> **Directions**
Set down, word for word, the stretch of lines from the one containing "the pink coat" to the end of the records below.

[Entries taken from a collection]
::::::::::
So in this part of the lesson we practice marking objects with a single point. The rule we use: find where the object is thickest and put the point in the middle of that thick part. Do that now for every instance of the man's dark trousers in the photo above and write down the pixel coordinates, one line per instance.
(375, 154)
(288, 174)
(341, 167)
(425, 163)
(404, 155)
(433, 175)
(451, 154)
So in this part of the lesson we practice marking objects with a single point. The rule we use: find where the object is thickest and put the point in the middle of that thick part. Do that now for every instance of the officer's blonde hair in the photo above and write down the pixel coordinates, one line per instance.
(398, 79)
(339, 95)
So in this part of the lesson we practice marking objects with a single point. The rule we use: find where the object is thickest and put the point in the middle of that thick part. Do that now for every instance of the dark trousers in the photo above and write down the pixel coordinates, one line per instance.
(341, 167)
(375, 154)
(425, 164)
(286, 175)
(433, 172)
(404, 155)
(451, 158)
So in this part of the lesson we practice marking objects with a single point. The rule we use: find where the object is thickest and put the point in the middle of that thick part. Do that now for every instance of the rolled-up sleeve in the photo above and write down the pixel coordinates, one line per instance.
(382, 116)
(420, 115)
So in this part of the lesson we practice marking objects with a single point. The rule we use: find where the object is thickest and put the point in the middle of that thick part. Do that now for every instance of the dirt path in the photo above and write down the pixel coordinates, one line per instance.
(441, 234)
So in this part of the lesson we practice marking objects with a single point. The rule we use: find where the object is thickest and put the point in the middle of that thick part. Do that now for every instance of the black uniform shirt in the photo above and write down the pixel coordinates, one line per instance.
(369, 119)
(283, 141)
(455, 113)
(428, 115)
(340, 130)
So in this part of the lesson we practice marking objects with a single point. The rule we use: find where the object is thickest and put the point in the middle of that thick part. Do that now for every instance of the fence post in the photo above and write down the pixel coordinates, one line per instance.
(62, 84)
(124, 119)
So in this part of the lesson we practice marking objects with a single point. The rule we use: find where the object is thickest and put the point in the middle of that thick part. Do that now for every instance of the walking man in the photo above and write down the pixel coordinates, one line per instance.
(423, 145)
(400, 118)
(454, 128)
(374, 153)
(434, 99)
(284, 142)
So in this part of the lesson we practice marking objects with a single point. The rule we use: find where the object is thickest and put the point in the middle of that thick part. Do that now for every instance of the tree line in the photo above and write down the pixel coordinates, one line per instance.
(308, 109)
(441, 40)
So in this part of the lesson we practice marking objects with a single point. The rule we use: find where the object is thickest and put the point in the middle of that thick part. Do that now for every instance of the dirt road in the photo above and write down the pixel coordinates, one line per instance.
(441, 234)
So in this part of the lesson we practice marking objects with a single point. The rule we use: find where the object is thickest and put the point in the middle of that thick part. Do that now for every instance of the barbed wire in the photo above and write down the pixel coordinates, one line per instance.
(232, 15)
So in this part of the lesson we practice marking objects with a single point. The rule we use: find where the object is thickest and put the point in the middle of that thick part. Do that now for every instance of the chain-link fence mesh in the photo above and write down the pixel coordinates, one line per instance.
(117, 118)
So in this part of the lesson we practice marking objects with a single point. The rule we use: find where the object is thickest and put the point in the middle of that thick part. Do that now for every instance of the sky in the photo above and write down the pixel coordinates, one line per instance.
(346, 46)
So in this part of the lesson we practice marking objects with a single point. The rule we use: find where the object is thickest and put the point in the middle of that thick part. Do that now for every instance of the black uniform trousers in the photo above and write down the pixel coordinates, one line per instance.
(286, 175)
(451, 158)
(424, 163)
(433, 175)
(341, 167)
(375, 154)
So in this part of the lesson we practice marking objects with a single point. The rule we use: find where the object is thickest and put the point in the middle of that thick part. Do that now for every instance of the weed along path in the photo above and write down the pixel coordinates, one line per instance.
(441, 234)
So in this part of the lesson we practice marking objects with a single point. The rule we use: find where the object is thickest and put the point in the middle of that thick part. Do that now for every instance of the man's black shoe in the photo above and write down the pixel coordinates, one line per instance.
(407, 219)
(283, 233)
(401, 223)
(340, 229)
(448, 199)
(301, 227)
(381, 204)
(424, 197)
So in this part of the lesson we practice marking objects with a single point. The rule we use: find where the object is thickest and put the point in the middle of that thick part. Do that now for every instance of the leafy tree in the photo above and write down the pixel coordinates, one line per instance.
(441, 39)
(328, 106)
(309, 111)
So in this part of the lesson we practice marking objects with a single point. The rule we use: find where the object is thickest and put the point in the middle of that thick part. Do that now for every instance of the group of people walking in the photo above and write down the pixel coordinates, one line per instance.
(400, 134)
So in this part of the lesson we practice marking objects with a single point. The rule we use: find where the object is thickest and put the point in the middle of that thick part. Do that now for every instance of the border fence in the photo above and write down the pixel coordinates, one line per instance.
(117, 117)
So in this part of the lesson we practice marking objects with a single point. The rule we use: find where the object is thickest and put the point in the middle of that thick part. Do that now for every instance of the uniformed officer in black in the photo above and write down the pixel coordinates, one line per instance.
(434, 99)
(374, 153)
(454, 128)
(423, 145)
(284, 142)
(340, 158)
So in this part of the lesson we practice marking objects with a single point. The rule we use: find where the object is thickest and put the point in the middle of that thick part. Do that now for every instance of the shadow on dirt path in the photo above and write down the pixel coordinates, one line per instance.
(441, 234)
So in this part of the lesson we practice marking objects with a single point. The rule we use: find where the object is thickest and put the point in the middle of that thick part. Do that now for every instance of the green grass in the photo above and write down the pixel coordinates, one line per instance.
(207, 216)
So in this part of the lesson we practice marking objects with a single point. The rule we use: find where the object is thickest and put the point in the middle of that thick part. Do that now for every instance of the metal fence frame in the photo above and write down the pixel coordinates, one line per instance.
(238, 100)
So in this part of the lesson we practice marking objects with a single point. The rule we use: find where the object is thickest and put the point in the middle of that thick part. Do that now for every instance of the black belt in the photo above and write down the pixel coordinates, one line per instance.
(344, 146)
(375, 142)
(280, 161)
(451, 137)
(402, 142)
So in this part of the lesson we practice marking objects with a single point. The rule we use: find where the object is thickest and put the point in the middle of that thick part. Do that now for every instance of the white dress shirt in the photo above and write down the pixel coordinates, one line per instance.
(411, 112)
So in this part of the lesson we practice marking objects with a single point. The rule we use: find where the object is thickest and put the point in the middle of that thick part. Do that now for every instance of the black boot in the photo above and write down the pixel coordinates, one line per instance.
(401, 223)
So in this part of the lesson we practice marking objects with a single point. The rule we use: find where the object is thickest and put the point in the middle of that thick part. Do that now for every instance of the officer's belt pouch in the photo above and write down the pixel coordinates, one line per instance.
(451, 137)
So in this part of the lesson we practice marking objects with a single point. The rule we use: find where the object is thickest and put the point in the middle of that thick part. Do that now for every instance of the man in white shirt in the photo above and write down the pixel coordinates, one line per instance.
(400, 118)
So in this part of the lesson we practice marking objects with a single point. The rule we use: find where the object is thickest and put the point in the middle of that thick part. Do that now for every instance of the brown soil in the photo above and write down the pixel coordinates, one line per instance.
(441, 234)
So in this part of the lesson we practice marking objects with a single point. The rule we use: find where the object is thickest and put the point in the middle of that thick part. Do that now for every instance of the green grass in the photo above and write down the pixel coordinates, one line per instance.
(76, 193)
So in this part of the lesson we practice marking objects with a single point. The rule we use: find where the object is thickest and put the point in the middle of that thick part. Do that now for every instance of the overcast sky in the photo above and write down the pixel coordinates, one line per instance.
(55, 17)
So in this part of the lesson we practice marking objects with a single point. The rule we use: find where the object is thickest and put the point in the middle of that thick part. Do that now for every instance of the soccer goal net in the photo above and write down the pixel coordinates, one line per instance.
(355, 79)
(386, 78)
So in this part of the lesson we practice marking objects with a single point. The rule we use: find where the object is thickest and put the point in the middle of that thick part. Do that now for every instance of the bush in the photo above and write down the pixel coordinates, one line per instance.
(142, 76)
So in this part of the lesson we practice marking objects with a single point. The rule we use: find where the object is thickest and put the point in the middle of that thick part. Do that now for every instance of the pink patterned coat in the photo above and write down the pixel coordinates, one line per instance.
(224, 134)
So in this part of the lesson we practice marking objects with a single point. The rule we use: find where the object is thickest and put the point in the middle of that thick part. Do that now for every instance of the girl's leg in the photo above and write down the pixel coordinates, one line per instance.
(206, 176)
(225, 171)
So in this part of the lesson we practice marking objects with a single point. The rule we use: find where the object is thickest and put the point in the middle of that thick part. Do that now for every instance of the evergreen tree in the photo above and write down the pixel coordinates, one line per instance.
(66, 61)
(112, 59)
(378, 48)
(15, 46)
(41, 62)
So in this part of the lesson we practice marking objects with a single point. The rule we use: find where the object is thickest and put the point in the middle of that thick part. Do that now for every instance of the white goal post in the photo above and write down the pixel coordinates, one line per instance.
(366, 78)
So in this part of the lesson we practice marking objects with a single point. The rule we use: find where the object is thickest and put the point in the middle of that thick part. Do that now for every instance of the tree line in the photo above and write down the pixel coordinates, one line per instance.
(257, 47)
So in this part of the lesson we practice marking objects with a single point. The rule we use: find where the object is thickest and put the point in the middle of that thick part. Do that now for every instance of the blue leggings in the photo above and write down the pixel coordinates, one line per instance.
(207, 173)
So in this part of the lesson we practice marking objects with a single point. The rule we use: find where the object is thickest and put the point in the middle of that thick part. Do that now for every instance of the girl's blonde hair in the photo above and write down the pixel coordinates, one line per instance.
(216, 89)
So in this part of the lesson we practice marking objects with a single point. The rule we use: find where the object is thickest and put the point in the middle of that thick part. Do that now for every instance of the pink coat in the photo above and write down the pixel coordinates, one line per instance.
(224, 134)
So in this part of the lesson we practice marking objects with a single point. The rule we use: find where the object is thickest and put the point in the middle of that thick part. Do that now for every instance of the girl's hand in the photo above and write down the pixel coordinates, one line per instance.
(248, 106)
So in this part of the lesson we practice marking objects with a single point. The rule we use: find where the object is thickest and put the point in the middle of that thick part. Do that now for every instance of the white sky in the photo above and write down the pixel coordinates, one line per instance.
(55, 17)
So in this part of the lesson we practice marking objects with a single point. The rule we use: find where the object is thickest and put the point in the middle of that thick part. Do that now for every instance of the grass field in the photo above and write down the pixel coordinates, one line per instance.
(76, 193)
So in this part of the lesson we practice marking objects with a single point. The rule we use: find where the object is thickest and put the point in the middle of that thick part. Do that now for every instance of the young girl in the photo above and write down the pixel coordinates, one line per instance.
::::::::::
> **Response to this exercise**
So in this part of the lesson we practice marking objects with a single point. The rule we use: find where the object is thickest and put the point in the middle of that thick part. Do that now for every instance of the pink coat in the photo above and write down the pixel coordinates, one line per instance.
(224, 134)
So in this part of the lesson we practice marking objects with a single point. The rule we use: find where the object is thickest and put the point in the middle of that thick part. Do that now for every instance of the girl's hand in the photo above and write down the pixel coordinates, one line per instance.
(248, 106)
So in this part of the lesson we practice marking objects with a single point. The rule we use: find where the object is thickest and put the point in the middle of that thick part. Do that now for every instance of the white sky in the photo above and write down the pixel coordinates, one line per instance.
(55, 17)
So in this part of the lesson we practice marking objects with a single point. The rule we use: find where the object is thickest and put the point in the middle of that thick part. Do that now for every instance of the grass field in the photo above and write down the pixel coordinates, one line per instance.
(76, 193)
So in this part of the lesson we practice marking objects with a single point. The rule we use: find where the object is thickest and put the point in the middle of that thick part. Do that now for every instance of the young girl in the photo above and write down the pixel coordinates, one line per instance.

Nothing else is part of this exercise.